__RECORD SET__:
——
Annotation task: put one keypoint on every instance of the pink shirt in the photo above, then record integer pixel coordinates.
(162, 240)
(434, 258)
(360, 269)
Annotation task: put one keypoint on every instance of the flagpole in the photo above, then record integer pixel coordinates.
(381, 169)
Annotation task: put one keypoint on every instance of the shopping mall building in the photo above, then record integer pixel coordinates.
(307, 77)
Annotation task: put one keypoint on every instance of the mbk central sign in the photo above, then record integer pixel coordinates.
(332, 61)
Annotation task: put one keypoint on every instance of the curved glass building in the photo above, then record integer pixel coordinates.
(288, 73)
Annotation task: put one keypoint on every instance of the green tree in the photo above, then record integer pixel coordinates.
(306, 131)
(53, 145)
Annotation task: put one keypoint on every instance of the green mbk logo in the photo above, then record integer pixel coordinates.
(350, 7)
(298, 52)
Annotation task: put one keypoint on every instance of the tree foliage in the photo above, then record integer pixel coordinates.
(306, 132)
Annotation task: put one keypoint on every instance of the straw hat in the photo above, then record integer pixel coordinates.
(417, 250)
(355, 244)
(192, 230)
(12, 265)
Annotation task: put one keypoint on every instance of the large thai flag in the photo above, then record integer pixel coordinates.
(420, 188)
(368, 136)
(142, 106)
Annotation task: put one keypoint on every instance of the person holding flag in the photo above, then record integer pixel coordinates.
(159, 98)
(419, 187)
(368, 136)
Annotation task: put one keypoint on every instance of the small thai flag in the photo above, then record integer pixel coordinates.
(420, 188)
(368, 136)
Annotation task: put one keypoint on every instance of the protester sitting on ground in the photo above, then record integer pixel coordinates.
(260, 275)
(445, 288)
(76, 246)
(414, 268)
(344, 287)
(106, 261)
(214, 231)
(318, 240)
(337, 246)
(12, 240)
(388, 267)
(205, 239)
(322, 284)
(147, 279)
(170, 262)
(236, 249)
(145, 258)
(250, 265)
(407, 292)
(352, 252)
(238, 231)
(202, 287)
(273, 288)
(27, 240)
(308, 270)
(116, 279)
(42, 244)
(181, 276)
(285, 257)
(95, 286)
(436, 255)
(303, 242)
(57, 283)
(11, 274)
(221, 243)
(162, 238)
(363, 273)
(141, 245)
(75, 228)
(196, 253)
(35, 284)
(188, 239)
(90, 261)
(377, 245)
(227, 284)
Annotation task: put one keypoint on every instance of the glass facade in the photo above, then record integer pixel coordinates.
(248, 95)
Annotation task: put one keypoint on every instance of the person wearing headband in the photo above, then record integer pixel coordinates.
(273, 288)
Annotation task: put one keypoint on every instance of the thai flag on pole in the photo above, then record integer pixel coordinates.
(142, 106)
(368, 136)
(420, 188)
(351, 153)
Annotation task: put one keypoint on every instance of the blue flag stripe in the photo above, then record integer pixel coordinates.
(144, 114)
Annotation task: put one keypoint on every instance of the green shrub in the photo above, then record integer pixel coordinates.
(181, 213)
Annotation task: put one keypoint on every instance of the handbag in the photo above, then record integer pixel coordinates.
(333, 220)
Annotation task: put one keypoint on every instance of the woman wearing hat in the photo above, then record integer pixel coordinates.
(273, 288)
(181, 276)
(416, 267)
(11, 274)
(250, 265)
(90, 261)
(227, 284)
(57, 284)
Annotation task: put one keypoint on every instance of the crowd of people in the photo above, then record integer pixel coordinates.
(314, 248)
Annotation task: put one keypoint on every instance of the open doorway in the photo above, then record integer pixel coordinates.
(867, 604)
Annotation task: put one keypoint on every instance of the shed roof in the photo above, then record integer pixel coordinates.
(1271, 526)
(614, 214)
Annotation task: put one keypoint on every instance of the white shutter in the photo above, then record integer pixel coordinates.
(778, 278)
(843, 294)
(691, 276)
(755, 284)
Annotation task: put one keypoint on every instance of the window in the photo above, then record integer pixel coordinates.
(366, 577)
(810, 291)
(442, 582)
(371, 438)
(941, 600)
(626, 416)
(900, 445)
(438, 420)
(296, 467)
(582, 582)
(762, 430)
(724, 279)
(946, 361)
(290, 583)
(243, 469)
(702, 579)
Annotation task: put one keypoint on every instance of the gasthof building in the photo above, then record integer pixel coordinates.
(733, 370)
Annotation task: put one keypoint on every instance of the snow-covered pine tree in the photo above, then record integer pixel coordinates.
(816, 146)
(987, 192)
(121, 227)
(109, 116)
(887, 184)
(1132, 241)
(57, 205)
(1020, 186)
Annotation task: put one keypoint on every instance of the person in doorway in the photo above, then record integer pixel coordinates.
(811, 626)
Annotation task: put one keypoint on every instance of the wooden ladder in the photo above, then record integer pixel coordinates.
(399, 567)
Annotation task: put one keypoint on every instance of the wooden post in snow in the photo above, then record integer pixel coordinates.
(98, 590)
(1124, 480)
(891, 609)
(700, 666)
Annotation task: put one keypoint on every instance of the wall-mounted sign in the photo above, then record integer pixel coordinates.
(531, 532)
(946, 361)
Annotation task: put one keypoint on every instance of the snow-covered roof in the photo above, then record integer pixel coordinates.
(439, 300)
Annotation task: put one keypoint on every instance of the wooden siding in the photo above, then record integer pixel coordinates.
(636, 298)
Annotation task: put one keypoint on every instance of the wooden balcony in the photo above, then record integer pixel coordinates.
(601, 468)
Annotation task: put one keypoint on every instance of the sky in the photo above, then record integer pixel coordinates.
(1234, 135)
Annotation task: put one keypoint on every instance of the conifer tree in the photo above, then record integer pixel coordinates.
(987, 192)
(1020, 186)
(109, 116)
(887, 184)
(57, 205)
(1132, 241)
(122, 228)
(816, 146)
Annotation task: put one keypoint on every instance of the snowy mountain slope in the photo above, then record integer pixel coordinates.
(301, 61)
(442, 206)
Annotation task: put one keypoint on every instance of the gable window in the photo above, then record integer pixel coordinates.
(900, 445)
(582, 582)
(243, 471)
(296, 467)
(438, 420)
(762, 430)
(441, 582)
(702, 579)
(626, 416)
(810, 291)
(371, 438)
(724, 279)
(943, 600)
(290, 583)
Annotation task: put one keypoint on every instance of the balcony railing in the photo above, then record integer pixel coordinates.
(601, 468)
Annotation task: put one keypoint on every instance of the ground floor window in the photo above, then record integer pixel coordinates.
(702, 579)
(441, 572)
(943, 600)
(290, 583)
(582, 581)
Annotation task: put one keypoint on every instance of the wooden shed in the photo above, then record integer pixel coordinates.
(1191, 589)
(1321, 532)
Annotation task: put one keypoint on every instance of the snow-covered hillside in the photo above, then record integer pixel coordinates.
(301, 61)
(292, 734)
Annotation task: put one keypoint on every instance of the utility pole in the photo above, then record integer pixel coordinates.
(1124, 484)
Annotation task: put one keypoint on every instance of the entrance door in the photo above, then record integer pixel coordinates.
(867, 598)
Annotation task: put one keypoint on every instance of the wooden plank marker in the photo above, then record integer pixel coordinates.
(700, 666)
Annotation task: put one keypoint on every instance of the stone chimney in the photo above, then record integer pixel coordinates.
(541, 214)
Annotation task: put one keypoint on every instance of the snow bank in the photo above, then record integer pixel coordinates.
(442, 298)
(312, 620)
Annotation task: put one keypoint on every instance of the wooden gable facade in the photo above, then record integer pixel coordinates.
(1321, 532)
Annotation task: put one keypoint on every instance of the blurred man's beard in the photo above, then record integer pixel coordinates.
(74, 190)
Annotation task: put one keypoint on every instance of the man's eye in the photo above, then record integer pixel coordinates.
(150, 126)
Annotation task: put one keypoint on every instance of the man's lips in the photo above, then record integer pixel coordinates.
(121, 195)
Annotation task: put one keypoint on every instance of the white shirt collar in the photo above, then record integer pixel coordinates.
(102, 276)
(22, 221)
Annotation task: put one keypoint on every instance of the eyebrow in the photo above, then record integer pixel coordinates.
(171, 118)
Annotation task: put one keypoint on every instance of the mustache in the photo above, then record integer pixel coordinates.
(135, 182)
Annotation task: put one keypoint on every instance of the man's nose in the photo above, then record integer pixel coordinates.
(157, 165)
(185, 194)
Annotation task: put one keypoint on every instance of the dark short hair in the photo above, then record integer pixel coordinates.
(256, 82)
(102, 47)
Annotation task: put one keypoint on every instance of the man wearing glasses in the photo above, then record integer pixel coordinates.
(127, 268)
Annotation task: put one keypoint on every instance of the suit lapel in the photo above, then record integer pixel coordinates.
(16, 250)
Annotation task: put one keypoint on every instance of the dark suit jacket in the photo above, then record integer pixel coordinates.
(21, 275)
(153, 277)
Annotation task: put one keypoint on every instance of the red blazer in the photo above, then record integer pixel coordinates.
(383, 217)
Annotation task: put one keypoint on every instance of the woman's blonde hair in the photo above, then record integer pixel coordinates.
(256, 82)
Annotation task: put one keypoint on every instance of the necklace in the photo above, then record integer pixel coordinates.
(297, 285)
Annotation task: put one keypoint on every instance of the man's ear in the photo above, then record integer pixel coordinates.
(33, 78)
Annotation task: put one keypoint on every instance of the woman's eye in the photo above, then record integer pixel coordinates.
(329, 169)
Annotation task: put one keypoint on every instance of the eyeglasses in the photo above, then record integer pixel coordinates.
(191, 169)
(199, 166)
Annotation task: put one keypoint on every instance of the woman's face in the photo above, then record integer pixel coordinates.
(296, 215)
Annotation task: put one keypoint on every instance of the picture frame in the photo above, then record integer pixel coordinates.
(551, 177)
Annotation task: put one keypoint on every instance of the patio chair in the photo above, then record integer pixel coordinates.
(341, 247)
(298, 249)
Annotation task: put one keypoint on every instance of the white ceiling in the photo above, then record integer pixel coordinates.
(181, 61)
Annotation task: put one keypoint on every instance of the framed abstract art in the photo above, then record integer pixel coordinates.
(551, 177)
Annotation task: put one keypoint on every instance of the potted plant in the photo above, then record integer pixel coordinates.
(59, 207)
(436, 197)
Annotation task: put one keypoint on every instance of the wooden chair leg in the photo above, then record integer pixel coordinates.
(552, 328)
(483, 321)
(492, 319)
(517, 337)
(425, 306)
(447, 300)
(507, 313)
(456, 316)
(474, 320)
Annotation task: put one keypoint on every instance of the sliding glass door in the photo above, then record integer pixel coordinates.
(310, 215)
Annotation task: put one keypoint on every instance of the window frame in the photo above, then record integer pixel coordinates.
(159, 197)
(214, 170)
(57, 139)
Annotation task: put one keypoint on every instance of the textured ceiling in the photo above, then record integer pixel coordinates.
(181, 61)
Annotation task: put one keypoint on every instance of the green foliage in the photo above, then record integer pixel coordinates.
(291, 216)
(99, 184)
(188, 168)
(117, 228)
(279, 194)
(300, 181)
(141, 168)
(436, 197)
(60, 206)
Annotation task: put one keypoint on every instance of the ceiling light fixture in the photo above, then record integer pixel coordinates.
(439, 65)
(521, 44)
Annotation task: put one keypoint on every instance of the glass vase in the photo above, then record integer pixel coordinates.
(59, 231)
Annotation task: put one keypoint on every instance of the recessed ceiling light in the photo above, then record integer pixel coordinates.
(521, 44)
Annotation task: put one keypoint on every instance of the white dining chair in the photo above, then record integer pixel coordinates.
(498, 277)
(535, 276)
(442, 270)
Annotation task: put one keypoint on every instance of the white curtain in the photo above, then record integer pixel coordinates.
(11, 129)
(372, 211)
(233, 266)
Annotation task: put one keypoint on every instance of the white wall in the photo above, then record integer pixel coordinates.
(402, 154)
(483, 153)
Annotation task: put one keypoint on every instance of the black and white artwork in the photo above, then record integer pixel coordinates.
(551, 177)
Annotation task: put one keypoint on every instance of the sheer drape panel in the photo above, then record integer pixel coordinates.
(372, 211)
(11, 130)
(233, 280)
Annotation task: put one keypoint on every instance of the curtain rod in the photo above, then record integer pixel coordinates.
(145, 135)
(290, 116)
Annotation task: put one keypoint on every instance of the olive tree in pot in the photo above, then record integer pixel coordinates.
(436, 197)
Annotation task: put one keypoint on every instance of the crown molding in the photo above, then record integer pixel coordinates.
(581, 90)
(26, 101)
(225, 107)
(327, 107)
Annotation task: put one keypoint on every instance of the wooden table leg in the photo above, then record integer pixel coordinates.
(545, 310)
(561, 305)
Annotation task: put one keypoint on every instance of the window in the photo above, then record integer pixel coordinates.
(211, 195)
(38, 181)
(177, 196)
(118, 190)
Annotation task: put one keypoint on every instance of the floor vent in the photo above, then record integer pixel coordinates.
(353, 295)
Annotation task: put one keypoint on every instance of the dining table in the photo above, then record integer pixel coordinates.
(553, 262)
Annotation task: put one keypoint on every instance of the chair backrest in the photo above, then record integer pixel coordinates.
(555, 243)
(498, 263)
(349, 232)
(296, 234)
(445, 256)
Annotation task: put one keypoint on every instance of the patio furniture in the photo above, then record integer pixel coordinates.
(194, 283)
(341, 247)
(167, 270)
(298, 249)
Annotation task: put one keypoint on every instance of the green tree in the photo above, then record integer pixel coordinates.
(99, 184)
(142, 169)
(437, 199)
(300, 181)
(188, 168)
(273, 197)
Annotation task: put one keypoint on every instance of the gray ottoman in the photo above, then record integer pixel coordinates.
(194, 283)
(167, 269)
——
__WHAT YOU NEED TO DO__:
Repeat word for word each line from the one with "Annotation task: put one keypoint on every instance of the chair" to the end of the records above, inclusive.

__PROBLEM SOLUTION__:
Annotation task: put one keypoint on every instance of the chair backrest in the photo above, then record integer pixel coordinates.
(555, 243)
(498, 263)
(349, 232)
(296, 234)
(445, 256)
Annotation task: put one keypoint on every instance of the patio furniture in the photo above, then record integer pixel coordinates.
(194, 283)
(341, 247)
(167, 270)
(298, 249)
Annotation task: put one keypoint on every instance of the green tree in the photo above, then record integer pixel coordinates.
(99, 184)
(142, 169)
(437, 199)
(300, 181)
(188, 168)
(273, 197)
Annotation task: put one keypoint on every instance of the gray ottoman in the photo above, then record integer pixel coordinates.
(194, 283)
(167, 269)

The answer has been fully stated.